Rescale the entries from the line containing "OBJECT_QUERY: black tiled roof" through the line containing "top-left (1005, 213), bottom-right", giving every line in that stretch. Leave everything else unchanged, but multiply each bounding-box coordinate in the answers by 0.35 and round to whole numbers, with halves rounding up.

## Supplied material

<<<<

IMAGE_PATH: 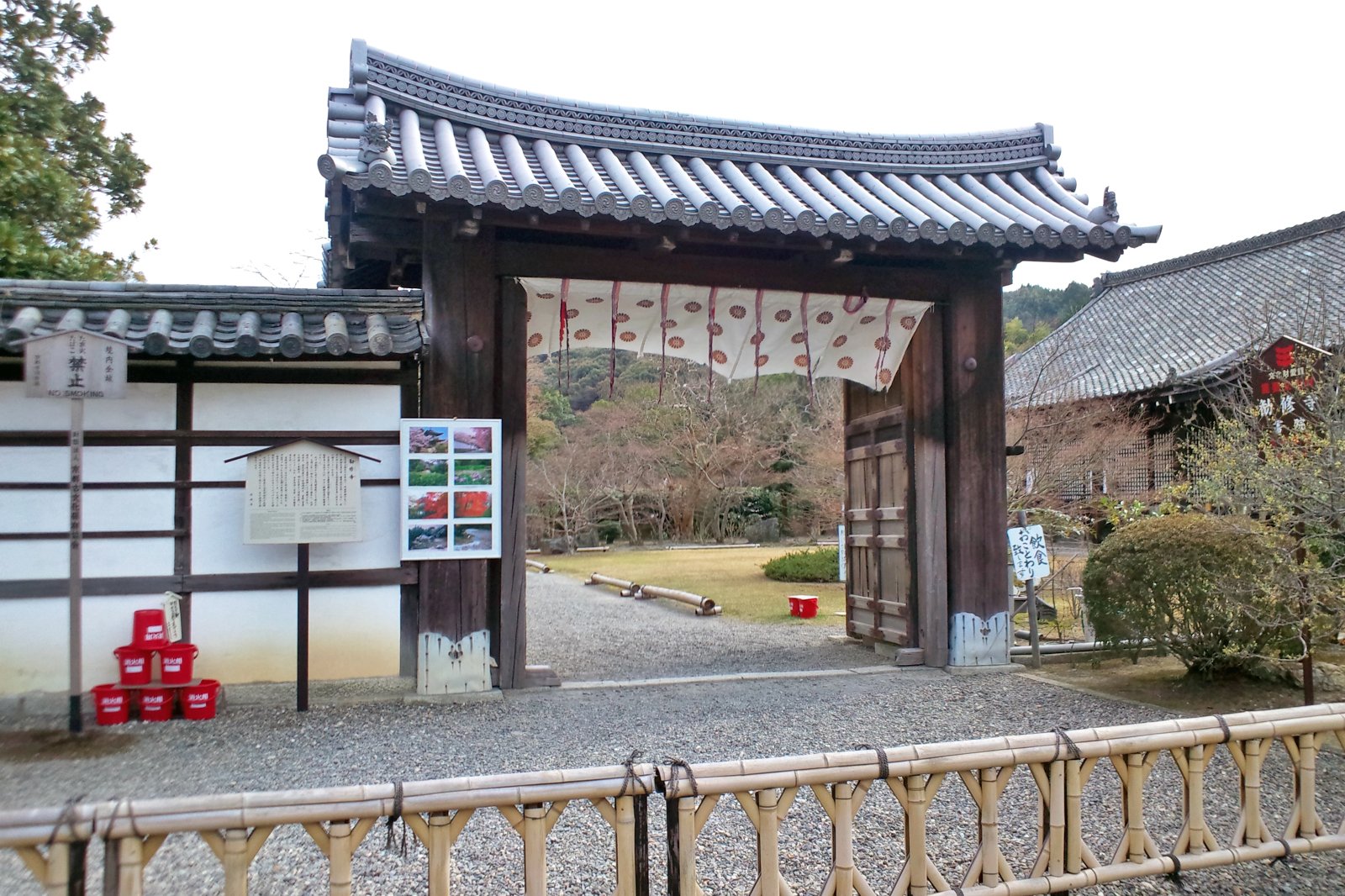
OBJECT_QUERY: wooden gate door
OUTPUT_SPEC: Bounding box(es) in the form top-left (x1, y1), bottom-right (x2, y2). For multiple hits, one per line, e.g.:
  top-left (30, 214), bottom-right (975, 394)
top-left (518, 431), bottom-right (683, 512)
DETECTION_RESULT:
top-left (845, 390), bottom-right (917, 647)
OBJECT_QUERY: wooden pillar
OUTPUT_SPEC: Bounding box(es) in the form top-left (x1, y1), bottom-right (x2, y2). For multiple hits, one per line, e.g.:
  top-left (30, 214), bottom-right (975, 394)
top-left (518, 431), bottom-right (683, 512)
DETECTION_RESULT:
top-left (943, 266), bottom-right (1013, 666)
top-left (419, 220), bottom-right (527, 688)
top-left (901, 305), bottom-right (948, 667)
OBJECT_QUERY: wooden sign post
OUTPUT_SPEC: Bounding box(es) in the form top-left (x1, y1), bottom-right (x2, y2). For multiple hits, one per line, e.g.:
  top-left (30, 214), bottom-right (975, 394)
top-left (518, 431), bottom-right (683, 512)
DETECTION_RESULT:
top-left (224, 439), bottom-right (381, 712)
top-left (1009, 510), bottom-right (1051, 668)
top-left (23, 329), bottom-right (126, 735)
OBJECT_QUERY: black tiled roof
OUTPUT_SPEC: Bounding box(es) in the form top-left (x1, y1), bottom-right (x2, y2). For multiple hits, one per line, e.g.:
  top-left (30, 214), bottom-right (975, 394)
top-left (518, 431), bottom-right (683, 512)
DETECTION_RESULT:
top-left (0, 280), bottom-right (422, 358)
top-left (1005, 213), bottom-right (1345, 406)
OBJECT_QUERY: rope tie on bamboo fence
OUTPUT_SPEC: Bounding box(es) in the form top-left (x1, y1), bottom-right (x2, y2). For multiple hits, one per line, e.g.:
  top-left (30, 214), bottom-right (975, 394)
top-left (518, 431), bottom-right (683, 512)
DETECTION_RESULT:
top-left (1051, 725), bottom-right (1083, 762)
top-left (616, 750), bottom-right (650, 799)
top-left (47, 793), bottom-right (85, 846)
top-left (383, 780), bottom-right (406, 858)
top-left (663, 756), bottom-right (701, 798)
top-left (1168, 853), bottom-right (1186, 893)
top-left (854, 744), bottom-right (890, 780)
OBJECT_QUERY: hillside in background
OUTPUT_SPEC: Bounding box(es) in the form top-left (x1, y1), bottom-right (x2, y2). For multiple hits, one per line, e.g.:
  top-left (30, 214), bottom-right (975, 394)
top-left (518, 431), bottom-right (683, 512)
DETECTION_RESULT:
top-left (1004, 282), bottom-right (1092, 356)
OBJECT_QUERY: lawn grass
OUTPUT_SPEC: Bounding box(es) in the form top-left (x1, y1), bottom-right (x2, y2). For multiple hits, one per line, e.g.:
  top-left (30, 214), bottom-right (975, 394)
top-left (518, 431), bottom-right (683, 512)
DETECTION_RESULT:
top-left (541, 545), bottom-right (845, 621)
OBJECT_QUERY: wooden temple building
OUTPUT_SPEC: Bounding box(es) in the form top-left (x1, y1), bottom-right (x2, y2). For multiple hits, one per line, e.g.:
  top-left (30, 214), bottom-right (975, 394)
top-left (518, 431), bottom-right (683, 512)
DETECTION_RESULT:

>>>>

## Answer
OBJECT_QUERY: black tiled roof
OUTPUT_SPEC: Bounding box(es) in the form top-left (x1, y1), bottom-right (x2, y2). For multiple hits, one per line, e.g.:
  top-left (30, 214), bottom-right (975, 394)
top-left (518, 431), bottom-right (683, 512)
DETECTION_RESULT:
top-left (0, 98), bottom-right (148, 125)
top-left (352, 75), bottom-right (471, 142)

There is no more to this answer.